» **Work order**: Write out the following listing's lines from the one with "Target: ground beneath pot" to the one with "If you could locate the red flower", exactly, with both included and no others.

-- Opening Marker --

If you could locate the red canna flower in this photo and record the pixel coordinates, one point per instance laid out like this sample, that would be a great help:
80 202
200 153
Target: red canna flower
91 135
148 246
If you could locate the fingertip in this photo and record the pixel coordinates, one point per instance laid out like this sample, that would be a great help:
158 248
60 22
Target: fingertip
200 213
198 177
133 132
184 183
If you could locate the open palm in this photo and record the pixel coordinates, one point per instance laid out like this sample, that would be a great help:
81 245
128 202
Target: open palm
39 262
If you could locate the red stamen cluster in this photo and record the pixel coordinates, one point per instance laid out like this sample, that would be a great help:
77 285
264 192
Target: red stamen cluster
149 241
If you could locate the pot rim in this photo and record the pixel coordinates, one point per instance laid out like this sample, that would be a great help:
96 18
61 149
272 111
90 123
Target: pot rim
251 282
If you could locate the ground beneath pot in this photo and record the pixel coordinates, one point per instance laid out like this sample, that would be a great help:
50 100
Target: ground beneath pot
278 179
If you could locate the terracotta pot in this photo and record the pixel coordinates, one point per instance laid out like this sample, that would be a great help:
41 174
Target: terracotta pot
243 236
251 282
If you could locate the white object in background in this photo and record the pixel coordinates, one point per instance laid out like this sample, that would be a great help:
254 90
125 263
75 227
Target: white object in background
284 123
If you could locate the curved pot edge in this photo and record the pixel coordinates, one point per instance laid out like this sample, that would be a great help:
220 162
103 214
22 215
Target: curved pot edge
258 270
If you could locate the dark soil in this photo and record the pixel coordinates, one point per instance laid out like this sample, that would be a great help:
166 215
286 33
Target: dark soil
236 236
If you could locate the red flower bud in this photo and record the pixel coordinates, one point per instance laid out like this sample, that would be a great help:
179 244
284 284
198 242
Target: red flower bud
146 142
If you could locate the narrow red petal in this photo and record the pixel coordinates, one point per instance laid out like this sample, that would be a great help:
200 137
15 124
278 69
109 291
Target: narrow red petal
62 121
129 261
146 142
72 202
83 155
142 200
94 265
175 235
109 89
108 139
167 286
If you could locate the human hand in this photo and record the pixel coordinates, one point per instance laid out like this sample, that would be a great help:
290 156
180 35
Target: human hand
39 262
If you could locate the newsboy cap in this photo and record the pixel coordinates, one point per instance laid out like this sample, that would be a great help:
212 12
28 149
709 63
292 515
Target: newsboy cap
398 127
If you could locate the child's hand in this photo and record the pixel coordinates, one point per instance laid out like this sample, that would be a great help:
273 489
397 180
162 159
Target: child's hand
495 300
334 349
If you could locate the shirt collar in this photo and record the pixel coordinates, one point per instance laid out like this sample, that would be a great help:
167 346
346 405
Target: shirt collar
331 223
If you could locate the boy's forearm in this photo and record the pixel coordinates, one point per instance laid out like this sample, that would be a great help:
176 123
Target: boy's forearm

-- Closing Marker --
-- Opening Marker --

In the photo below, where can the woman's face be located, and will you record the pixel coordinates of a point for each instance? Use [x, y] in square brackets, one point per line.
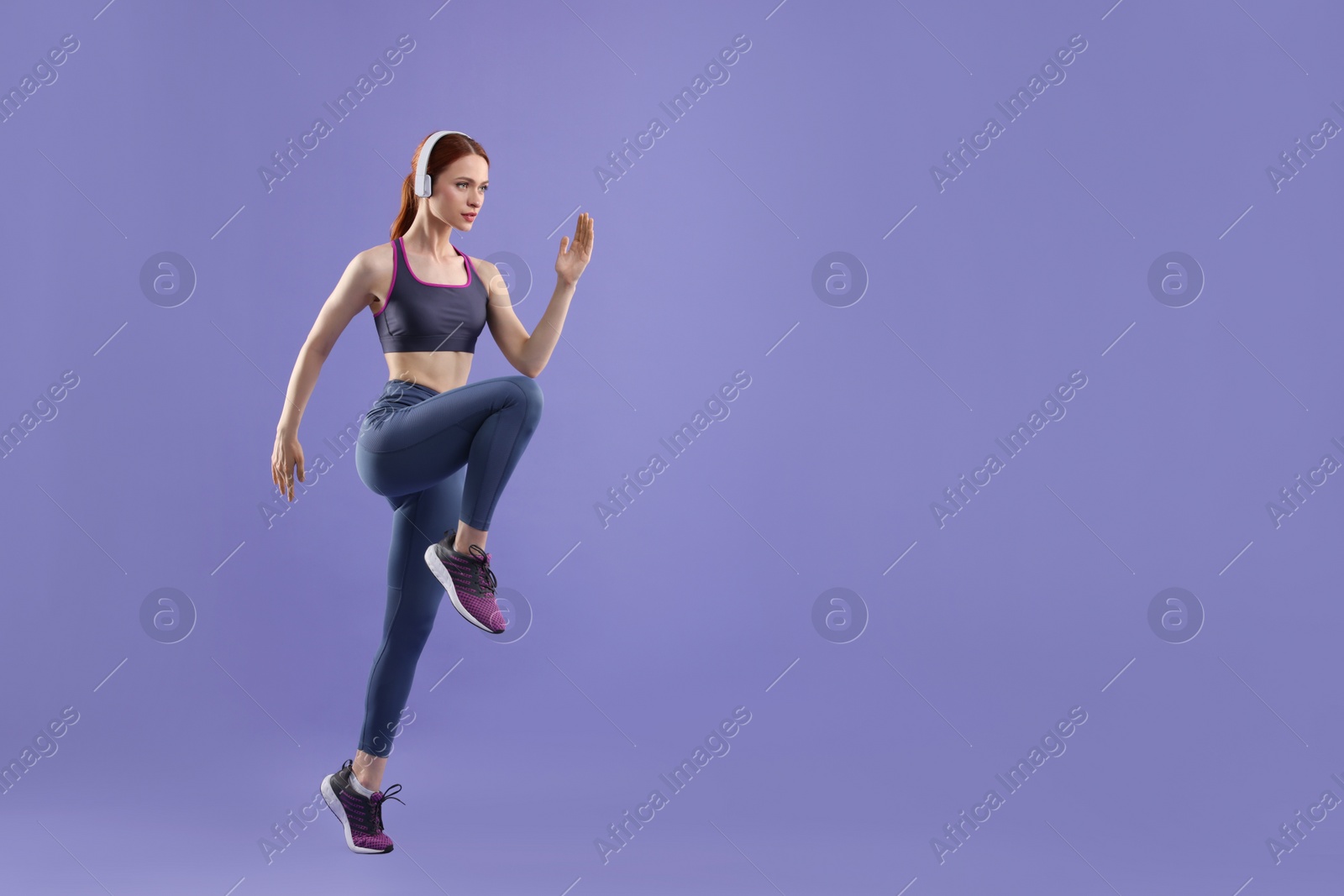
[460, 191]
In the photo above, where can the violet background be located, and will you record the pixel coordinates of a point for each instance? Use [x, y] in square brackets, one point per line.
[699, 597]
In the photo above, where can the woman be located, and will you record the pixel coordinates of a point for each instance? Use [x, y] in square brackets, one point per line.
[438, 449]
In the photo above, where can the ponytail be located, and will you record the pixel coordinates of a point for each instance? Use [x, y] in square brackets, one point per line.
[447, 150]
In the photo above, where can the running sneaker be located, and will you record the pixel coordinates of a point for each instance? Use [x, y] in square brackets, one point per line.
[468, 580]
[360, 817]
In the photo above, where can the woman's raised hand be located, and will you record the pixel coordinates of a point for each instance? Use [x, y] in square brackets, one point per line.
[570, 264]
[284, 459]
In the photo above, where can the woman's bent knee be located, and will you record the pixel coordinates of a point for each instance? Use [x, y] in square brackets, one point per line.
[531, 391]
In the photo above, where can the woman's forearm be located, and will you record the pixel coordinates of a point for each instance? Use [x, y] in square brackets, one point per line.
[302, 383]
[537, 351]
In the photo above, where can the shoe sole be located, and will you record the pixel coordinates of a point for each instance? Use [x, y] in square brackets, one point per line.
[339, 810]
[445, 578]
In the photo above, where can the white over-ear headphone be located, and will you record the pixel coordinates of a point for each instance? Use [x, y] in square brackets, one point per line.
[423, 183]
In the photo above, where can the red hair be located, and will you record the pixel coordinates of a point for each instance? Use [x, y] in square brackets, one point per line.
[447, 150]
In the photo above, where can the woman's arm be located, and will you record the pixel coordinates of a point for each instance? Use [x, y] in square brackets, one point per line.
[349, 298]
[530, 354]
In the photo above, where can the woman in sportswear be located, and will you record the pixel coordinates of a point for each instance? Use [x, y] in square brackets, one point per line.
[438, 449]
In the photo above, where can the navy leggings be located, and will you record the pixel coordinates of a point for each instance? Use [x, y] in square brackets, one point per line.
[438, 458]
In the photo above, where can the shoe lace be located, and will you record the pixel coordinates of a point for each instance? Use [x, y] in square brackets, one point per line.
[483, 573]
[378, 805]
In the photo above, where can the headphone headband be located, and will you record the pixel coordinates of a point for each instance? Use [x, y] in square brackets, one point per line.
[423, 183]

-- Closing Marker --
-- Opening Marker --

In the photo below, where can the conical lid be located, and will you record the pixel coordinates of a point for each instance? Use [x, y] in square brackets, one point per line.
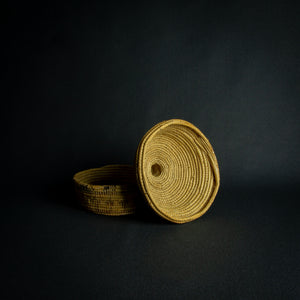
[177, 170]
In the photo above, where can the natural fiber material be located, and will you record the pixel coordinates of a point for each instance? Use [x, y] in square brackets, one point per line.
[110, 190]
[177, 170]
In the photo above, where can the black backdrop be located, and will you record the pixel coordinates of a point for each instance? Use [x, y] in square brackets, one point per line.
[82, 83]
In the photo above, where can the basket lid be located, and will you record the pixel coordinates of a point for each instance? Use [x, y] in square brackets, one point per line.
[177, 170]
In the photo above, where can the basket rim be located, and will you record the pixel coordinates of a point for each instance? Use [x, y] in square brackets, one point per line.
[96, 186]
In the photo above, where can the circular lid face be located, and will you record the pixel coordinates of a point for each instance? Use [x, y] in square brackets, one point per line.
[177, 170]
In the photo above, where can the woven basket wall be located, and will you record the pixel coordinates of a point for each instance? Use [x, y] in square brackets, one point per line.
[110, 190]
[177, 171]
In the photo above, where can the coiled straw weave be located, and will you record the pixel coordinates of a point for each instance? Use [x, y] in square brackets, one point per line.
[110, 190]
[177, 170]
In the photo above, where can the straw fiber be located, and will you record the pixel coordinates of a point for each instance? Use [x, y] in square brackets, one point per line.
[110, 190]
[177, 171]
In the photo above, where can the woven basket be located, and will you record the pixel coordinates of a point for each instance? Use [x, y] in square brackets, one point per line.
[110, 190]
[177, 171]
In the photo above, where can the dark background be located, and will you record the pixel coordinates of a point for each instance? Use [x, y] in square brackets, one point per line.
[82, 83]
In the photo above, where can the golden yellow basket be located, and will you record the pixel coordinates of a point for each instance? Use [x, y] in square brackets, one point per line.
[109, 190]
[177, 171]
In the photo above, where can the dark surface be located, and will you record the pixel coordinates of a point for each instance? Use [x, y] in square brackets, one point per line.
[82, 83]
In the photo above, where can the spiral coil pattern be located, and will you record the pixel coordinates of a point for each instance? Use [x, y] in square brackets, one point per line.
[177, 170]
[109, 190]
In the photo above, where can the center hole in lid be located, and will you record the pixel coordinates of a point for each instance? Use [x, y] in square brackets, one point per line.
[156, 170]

-- Closing Marker --

» **Answer to the exercise**:
Target: ground beneath pot
278 179
If you could locate the terracotta pot in this photo and record the pixel coordinates, one point per instance laid out like this sample, that would be a great help:
41 174
Target: terracotta pot
243 236
251 282
If you could locate the white object in background in this photo and record the pixel coordinates, one point per instance laid out like this sample, that would be a great help:
254 90
125 263
75 227
Target: white object in background
284 123
If you could locate the curved pot edge in this photo and record the pixel coordinates, one point per instance laid out like this sample, that would be a great help:
220 162
103 214
22 215
Target: curved pot edge
258 270
If you could locate the dark soil in this photo and record the pixel coordinates, one point per instance laid out like this sample, that would be a great help:
166 215
286 33
Target: dark soil
236 236
If you could locate the red flower bud in this photo and record the pixel coordinates, one point per instance laid out like this sample, that would be a great help:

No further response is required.